Record excerpts:
◆ ◆ ◆ ◆
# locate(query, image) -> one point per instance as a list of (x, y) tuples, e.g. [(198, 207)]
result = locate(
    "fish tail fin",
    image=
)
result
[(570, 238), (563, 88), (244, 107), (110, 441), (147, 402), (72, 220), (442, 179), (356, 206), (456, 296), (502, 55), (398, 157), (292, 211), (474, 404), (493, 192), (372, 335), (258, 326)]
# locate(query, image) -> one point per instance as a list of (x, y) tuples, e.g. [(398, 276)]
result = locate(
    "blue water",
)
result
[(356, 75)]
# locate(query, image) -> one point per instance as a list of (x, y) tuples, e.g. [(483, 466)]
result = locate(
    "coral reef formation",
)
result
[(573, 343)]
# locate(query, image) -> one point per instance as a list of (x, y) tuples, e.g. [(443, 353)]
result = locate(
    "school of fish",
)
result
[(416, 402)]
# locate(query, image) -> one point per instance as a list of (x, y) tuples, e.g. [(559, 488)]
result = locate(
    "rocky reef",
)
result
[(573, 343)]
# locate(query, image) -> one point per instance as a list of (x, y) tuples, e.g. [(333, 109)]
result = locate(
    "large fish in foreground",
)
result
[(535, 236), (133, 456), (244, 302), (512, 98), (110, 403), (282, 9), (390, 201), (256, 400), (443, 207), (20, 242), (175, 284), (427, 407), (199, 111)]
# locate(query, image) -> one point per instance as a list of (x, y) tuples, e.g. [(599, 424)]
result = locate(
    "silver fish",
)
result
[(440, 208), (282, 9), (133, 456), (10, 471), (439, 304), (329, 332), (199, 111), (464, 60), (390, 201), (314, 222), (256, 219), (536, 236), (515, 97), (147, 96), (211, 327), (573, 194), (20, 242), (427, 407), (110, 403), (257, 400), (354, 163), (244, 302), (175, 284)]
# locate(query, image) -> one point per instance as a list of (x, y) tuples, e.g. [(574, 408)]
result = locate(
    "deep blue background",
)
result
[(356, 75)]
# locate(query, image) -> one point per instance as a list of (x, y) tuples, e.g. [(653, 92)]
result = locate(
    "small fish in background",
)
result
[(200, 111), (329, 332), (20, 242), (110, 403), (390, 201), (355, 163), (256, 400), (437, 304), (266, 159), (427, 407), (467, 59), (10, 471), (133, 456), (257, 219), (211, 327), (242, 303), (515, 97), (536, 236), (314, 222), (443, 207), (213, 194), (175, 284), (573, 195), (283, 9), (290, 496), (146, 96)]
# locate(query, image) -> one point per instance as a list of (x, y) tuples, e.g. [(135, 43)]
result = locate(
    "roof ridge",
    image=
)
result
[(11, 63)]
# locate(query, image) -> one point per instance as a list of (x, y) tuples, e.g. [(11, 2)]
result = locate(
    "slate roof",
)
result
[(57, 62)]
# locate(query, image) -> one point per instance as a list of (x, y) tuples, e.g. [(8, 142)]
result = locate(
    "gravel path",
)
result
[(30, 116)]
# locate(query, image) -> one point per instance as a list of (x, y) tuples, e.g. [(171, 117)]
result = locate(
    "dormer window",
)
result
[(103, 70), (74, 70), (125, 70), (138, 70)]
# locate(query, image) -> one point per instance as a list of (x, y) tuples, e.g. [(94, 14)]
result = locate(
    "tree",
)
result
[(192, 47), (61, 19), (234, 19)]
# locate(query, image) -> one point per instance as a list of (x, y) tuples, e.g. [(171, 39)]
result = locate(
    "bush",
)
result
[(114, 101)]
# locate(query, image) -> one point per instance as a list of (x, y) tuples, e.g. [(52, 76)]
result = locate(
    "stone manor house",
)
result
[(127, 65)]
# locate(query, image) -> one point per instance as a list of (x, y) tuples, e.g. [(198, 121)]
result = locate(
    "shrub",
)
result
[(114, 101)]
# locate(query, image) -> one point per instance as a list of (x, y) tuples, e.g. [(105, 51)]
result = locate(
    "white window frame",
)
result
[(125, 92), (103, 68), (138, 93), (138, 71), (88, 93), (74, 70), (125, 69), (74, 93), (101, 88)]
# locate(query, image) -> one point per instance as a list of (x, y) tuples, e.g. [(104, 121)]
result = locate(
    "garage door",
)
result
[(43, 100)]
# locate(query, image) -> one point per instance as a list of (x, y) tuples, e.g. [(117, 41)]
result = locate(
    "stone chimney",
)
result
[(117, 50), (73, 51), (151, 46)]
◆ ◆ ◆ ◆
Instructions for the task:
Reproduce all of the lines above verbatim, with no alterations.

Written solution:
# locate(query, image) -> one point per instance as a list of (x, y) tuples, e.g. [(198, 207)]
result = locate(
    "fish tail fin",
    image=
)
result
[(570, 238), (563, 88), (244, 107), (110, 441), (147, 402), (72, 220), (442, 179), (356, 206), (456, 296), (502, 55), (398, 157), (292, 211), (474, 404), (493, 192), (372, 335), (258, 326)]
# locate(query, image) -> one point per instance as a list of (x, y) tuples, e.g. [(398, 276)]
result = locate(
    "blue water",
)
result
[(356, 75)]
# locate(query, image) -> one point per instance as a list of (x, y) tuples, e.g. [(483, 466)]
result = locate(
    "coral reef formation",
)
result
[(573, 343)]
# locate(query, image) -> one point per instance as a list of (x, y) tuples, e.g. [(443, 353)]
result = locate(
    "school of fish",
)
result
[(416, 402)]
# locate(query, image) -> one point per instance as a list of (x, y) tuples, e.g. [(559, 488)]
result = locate(
    "rocky reef",
)
result
[(573, 343)]
# locate(query, image) -> one point per instance as a list of (x, y) tuples, e.g. [(333, 109)]
result = locate(
    "large fish in foreground",
)
result
[(535, 236), (133, 456), (244, 302), (512, 98), (110, 403), (282, 9), (390, 201), (256, 400), (443, 207), (20, 242), (175, 284), (427, 407), (199, 111)]
# locate(query, image) -> one point per instance as a list of (x, y) tuples, e.g. [(599, 424)]
result = locate(
    "silver fish",
)
result
[(440, 208), (282, 9), (133, 456), (10, 471), (439, 304), (329, 332), (199, 111), (464, 60), (390, 201), (314, 222), (256, 219), (536, 236), (515, 97), (147, 96), (211, 327), (573, 194), (20, 242), (427, 407), (110, 403), (257, 400), (354, 163), (244, 302), (175, 284)]
# locate(query, image) -> one point per instance as a list of (x, y) tuples, e.g. [(574, 408)]
result = locate(
    "deep blue background",
)
result
[(356, 75)]
# locate(query, image) -> one point per instance as a list of (x, y) tuples, e.g. [(653, 92)]
result = locate(
    "small fish in background",
)
result
[(200, 111), (329, 332), (20, 242), (110, 403), (390, 201), (355, 163), (256, 400), (437, 304), (266, 159), (427, 407), (467, 59), (10, 471), (133, 456), (257, 219), (211, 327), (242, 303), (515, 97), (536, 236), (314, 222), (443, 207), (213, 194), (175, 284), (573, 195), (283, 9), (290, 496), (146, 96)]
# locate(query, image) -> one point per instance as a list of (x, y) tuples, e.g. [(135, 43)]
result = locate(
    "roof ridge",
    image=
)
result
[(11, 63)]
# locate(query, image) -> one point per instance as a list of (x, y) tuples, e.g. [(11, 2)]
result = locate(
    "slate roof",
)
result
[(57, 62)]
# locate(query, image) -> one point per instance as a list of (x, y) tuples, e.g. [(8, 142)]
result = locate(
    "gravel path",
)
result
[(30, 116)]
# locate(query, image) -> one point per instance as a list of (x, y) tuples, e.g. [(171, 117)]
result = locate(
    "dormer window",
)
result
[(103, 70), (74, 70), (125, 70), (138, 70)]
# locate(query, image) -> one point per instance as a list of (x, y) tuples, e.g. [(94, 14)]
result = locate(
    "tree",
)
result
[(192, 47), (61, 19), (234, 19)]
# locate(query, image) -> one point per instance as a list of (x, y) tuples, e.g. [(171, 39)]
result = locate(
    "bush",
)
result
[(114, 101)]
# locate(query, image) -> one point per instance as a list of (x, y) tuples, e.g. [(52, 76)]
result = locate(
    "stone manor house",
)
result
[(127, 65)]
# locate(query, image) -> one point per instance as a list of (x, y) tuples, e.g. [(198, 121)]
result = locate(
    "shrub",
)
result
[(114, 101)]
# locate(query, image) -> one point per instance as a list of (x, y) tuples, e.g. [(105, 51)]
result = locate(
    "white window frame",
)
result
[(125, 92), (103, 68), (138, 93), (138, 71), (88, 93), (74, 70), (125, 69), (74, 93), (101, 88)]
# locate(query, image) -> one point per instance as a list of (x, y) tuples, e.g. [(104, 121)]
result = locate(
    "garage door",
)
result
[(43, 100)]
# locate(query, image) -> one point per instance as a list of (x, y) tuples, e.g. [(117, 41)]
result = locate(
    "stone chimney",
)
result
[(117, 50), (73, 51), (151, 46)]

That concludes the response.